Vorgegebener Text:
'''

Nicht zuletzt ist dem von der Beklagte behaupteten praktischen Bedürfnis einer „Lockerung“ der Informationspflichten im Bereich des elektronischen Geschäftsverkehrs bei nicht vorrätiger Ware im Zeitpunkt des online-Bestellvorgangs nicht zu entsprechen. Dem Unternehmer wäre es nämlich unter Einhaltung seiner Informationspflichten unbenommen, vor verbindlicher Bestellung der Ware eine Kundenreservierung vorzunehmen oder jedenfalls das Konto des Verbrauchers erst nach Auslieferung der bestellten Ware zu belasten. In diesem Fall würde der Verbraucher jedenfalls nicht das Insolvenzrisiko des Verbrauchers tragen, was vom Landgericht zu Recht beanstandet wurde. Aus den zutreffenden Gründen des Ersturteils stellt das Widerrufsrecht des § 312 g Abs. 1 BGB auch kein äquivalentes Instrumentarium für den Verbraucher dar, um die mit der Nichteinhaltung der gesetzlich vorgeschriebenen Informationspflichten für den Verbraucher verbundenen Nachteile angemessen auszugleichen.
4. Entgegen der Auffassung der Beklagten ist deren Zuwiderhandlung gegen die Marktverhaltensregeln der § 312 d Abs. 1 BGB, Art. 246 a § 1 Abs. 1 Satz 1 Nr. 7 EGBGB (vgl. hierzu Köhler a.a.O., § 3 a Rn. 1.311 und 1.315) auch geeignet, die Interessen des Verbrauchers spürbar zu beeinträchtigen. Der Verstoß gegen eine Marktverhaltungsregelung indiziert im Regelfall die Eignung zur spürbaren Beeinträchtigung der Interessen der von der fraglichen Werbung angesprochenen Marktteilnehmer (Köhler a.a.O., § a Rn. 1.112 m.w.N.). Die Behauptung der Beklagten, die klägerseits beanstandete online-Bestellmöglichkeit biete dem Verbraucher keine Nachteile, sondern nur Vorteile, trifft zum einen aus den vorgenannten Gründen in tatsächlicher Hinsicht nicht zu und ist zum anderen nicht geeignet, die Indizwirkung der Spürbarkeit des streitgegenständlichen Wettbewerbsverstoßes zu beseitigen. Das beanstandete Verhalten kann nämlich den Durchschnittsverbraucher, wie vom Kläger zutreffend ausgeführt, auch davon abhalten, die Vor- und Nachteile einer geschäftlichen Entscheidung zu erkennen, abzuwägen und eine „effektive Wahl“ zu treffen, weil er keinen Vergleich mit Drittangeboten im Hinblick auf den Liefertermin vornehmen kann.

'''

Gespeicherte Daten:
'''

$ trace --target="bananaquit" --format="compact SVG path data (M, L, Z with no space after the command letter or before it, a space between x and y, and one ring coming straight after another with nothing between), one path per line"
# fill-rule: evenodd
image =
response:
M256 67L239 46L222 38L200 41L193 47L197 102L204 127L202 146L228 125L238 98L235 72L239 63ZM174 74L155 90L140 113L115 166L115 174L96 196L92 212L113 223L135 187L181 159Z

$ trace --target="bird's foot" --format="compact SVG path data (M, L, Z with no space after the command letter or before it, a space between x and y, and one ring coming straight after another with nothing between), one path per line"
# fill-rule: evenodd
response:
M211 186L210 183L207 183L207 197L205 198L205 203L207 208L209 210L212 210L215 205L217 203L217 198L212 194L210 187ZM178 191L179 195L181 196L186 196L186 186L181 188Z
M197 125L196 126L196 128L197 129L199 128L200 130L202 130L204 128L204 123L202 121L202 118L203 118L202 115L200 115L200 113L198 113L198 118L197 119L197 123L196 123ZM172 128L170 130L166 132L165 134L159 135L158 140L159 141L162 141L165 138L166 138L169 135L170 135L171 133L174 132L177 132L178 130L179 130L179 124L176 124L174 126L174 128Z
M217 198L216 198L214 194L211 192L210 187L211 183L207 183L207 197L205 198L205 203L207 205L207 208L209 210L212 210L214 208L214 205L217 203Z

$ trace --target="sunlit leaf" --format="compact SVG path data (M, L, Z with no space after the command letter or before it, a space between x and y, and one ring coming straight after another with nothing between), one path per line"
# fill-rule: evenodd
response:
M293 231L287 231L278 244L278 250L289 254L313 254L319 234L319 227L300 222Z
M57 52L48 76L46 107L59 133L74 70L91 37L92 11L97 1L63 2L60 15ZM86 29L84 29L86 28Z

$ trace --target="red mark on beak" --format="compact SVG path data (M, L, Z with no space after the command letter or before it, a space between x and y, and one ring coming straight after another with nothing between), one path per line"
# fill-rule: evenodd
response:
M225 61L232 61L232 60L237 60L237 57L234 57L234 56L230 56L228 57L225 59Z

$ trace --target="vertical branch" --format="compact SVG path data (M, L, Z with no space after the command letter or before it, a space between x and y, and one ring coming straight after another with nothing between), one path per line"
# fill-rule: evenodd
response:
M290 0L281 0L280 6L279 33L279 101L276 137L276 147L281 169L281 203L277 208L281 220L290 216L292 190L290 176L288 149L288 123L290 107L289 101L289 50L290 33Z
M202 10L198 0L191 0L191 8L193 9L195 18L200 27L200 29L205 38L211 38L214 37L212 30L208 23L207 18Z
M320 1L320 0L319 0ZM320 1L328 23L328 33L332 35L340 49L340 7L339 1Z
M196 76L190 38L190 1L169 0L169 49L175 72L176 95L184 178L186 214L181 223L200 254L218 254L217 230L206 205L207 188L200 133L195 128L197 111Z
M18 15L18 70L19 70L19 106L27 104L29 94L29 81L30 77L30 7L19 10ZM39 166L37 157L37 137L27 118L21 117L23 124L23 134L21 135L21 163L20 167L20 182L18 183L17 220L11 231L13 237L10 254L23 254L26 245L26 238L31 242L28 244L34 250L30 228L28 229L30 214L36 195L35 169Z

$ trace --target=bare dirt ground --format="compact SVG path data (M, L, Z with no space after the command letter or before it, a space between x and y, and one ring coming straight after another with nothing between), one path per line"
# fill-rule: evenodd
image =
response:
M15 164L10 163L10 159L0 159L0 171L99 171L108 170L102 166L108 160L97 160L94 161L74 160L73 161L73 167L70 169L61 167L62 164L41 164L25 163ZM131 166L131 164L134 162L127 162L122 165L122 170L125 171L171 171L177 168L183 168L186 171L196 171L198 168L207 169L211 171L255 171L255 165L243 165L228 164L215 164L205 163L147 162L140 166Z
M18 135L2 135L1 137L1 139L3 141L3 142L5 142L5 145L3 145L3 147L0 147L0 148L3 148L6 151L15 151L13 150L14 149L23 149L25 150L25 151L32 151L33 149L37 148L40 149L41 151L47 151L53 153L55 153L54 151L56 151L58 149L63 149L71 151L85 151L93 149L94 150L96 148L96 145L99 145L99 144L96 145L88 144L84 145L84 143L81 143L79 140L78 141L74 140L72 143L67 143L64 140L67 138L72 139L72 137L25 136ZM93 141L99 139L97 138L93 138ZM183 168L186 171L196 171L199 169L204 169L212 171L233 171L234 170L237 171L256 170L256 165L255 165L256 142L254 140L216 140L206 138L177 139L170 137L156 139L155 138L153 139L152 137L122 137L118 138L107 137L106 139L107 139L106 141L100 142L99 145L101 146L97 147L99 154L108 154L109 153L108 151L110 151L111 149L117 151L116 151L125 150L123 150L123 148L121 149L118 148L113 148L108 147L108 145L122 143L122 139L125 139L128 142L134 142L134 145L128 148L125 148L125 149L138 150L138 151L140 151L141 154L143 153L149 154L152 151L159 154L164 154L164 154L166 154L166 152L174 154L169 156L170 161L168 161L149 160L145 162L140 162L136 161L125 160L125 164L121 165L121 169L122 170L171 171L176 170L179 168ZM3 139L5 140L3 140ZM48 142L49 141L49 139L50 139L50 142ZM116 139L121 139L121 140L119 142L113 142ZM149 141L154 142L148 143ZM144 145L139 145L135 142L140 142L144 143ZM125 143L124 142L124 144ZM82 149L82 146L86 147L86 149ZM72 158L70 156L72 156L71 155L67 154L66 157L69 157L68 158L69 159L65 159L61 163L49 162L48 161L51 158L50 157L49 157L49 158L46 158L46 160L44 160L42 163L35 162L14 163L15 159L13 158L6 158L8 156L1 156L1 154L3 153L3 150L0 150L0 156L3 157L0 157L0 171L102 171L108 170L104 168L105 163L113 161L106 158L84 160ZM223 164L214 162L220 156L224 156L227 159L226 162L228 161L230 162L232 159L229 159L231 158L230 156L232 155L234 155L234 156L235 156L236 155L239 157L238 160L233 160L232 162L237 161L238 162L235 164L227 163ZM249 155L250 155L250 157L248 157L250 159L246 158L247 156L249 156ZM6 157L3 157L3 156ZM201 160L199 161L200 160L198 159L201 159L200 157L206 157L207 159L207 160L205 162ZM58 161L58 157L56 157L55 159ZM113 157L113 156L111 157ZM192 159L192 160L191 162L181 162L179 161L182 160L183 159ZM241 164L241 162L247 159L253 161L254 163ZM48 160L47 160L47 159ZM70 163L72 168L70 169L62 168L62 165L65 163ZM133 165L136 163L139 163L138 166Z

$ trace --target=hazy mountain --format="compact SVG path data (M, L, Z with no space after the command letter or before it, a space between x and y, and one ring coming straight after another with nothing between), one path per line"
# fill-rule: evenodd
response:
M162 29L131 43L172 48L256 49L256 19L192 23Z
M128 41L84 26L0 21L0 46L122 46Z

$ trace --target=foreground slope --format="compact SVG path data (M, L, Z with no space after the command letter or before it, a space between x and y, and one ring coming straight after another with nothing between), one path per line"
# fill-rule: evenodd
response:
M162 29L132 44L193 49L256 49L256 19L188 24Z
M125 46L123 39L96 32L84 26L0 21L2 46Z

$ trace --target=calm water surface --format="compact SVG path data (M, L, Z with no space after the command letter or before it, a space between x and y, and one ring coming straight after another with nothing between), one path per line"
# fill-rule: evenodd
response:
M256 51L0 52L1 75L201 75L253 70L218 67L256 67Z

'''

Aufgabenstellung: Führen Sie die oben stehende Urteilsbegründung zu den Informationspflichten im Online-Handel nach deren letztem Satz weiter.

Antwortteil:
5. Gegen die zur Erstattung vorgerichtlicher Abmahnkosten vom Landgericht ausgesprochene Verurteilung hat die Beklagte über die vorgenannten Einwände zur Frage der Wettbewerbswidrigkeit der verfahrensgenenständlichen Werbeaussage mit ihrer Berufung keine weiteren Rügen vorgebracht. Insoweit bedarf es hierzu keiner weiteren Ausführungen im Rahmen dieses Senatsurteils.
III.
1. Die Entscheidung über die Kosten beruht auf § 97 Abs. 1 ZPO.
2. Die Entscheidung über die vorläufige Vollstreckbarkeit beruht auf den §§ 708 Nr. 10, 711 ZPO.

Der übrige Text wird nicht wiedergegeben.